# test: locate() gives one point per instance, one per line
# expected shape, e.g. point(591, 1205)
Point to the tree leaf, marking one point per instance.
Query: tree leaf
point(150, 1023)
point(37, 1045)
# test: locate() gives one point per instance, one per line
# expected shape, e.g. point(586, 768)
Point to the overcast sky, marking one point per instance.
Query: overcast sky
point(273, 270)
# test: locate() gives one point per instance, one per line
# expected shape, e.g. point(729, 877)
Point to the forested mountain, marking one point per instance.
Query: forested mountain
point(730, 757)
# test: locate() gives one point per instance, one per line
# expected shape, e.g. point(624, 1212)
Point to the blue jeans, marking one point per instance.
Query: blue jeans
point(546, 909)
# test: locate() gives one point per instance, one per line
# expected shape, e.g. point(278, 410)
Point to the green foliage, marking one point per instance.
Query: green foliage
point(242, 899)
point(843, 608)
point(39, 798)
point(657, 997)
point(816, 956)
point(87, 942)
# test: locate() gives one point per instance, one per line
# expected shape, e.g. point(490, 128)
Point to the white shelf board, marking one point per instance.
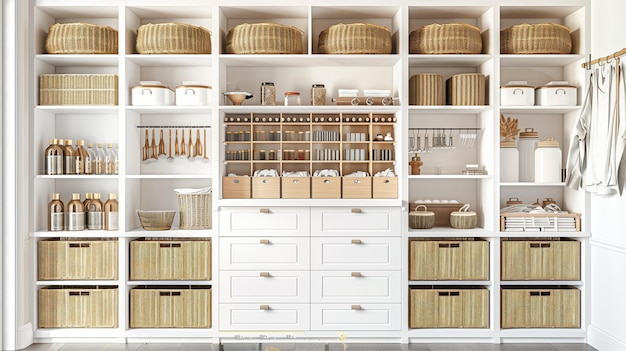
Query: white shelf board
point(78, 60)
point(308, 60)
point(422, 60)
point(507, 60)
point(171, 60)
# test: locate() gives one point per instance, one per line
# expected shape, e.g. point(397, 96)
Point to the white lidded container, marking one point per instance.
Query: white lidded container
point(527, 144)
point(548, 161)
point(192, 93)
point(152, 93)
point(509, 162)
point(556, 93)
point(517, 93)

● WHAT IS NEEDED:
Could you render every line of the records above as a JSON list of strings, one string per line, with blank lines dropped and the pictures left out?

● RESULT FOR THIS EXERCISE:
[
  "# test: locate() gives one point per instance, one per line",
  "# expected shape, e.g. point(591, 1205)",
  "Point to the tree leaf, marking one point per instance.",
  "Query: tree leaf",
  "point(150, 1023)",
  "point(37, 1045)",
  "# test: locate() gives one point per instance, one per line",
  "# expected shape, e.g. point(586, 768)",
  "Point to the overcast sky, marking one point per instance.",
  "Query: overcast sky",
  "point(273, 270)",
  "# test: locate() gives one point per instance, one per line",
  "# expected shape, e.g. point(729, 877)",
  "Point to the forested mountain, marking one point per instance.",
  "Query: forested mountain",
  "point(730, 757)",
  "# test: locate() gives one point per instance, one per line",
  "# expected shape, e.g. point(624, 1212)",
  "Point to the blue jeans, marking one point per instance.",
  "Query: blue jeans",
  "point(546, 909)",
  "# test: locate() gives one point per instance, one per line",
  "# expected shape, e.g. point(278, 410)",
  "Point to the green foliage, marking one point per instance.",
  "Query: green foliage",
  "point(242, 899)",
  "point(843, 608)",
  "point(39, 798)",
  "point(657, 997)",
  "point(816, 956)",
  "point(87, 942)",
  "# test: locate() gives one point per instance, one per line",
  "# expected shape, e.g. point(490, 128)",
  "Point to the white shelf board, marking one point per instance.",
  "Query: white shelf board",
  "point(78, 60)",
  "point(308, 60)",
  "point(422, 60)",
  "point(507, 60)",
  "point(171, 60)",
  "# test: locate() gives one point per instance, one per line",
  "# expected shape, e.g. point(397, 96)",
  "Point to the white lidded container, marking one point per instance.",
  "Query: white lidded container",
  "point(527, 144)",
  "point(548, 161)",
  "point(192, 93)",
  "point(152, 93)",
  "point(509, 162)",
  "point(556, 93)",
  "point(517, 93)"
]